What you have to do
In the entries below, find the line with "Pretty please, detect the ponytail" and the line with "Pretty please, detect the nose". Reproduce those two lines and every line between them exactly, and nothing more.

Material for the task
^^^^^^^^

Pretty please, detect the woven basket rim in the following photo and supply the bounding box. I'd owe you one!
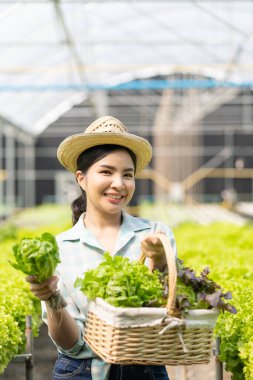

^^^^^^^^

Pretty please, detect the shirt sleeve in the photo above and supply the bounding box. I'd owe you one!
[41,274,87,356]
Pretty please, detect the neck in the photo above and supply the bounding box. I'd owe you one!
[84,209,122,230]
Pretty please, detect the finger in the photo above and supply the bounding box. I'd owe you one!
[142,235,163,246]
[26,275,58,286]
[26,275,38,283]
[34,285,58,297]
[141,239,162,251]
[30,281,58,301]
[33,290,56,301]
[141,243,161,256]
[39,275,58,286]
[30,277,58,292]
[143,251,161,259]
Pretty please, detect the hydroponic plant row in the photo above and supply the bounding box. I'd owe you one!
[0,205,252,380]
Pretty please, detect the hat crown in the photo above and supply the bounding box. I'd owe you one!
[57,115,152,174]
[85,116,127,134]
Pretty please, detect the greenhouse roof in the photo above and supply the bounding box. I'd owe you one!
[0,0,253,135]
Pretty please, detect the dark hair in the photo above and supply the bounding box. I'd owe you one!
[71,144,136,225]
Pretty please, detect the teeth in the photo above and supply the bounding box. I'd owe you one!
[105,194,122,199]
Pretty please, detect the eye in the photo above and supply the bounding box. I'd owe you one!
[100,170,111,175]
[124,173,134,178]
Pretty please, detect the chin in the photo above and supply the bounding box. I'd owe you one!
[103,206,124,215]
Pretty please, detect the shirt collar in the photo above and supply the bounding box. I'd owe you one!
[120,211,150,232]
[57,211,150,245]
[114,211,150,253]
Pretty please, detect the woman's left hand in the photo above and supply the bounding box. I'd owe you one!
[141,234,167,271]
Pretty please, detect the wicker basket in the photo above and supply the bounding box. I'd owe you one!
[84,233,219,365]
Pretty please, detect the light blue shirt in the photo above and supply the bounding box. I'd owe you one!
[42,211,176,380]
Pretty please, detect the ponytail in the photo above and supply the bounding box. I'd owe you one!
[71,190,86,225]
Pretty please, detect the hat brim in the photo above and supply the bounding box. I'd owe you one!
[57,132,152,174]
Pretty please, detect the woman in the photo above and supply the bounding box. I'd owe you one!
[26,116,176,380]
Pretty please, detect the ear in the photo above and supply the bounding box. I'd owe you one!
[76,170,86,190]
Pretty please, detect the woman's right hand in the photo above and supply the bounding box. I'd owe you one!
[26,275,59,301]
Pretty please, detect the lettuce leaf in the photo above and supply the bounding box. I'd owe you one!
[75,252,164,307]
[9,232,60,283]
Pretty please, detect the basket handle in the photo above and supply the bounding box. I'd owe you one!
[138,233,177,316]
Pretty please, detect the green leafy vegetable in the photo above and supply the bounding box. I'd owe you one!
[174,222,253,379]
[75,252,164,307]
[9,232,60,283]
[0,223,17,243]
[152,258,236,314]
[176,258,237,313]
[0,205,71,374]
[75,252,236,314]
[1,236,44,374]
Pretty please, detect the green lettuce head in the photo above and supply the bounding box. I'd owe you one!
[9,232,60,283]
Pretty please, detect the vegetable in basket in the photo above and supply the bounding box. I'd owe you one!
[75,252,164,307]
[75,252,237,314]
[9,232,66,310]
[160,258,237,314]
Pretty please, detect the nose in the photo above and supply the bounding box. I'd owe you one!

^^^^^^^^

Written response
Pretty please, detect the ponytail in the photo above and supply the bounding box. I'd owe you one!
[71,190,86,225]
Pretty please, detect the hat brim in the photo above and supply the bounding box. I'd owe you one!
[57,132,152,174]
Pretty please, detect the woman in the photo above and supply the bounding box. I'd owe you one!
[26,116,176,380]
Pretty please, detect the ear in the photo above and supply the bounding box. I'd owe you one!
[76,170,86,190]
Pretty please, detect the woman's right hand in the photo above and supply the bounding box. I'd owe you one!
[26,275,59,301]
Pretty please, detect the lettuce leaf in the photo above and supply the bounding box. I'd owe you one!
[75,252,164,307]
[9,232,60,283]
Pretty please, detect the basket handle in the photo above and supply the bounding box. I'd owe you one!
[138,233,177,316]
Pretty please, detect the green leafy vegetable in the photo above and supply the bounding box. I'd owe you one!
[174,222,253,379]
[75,252,164,307]
[9,232,60,283]
[0,223,17,243]
[152,258,236,314]
[176,258,237,313]
[0,205,71,374]
[75,252,236,314]
[1,236,44,374]
Pretty please, detect the green lettuce head in the photo above and supply the bounding box. I'd owe you one!
[9,232,60,283]
Pretty please, detect the vegetable in basket in the photo above and supply the bounding box. I'd owe you one!
[75,252,164,307]
[75,252,237,314]
[9,232,66,310]
[160,258,237,314]
Pretty please, detect the nose in the photo above and supply the bounding box. I'd owe you one!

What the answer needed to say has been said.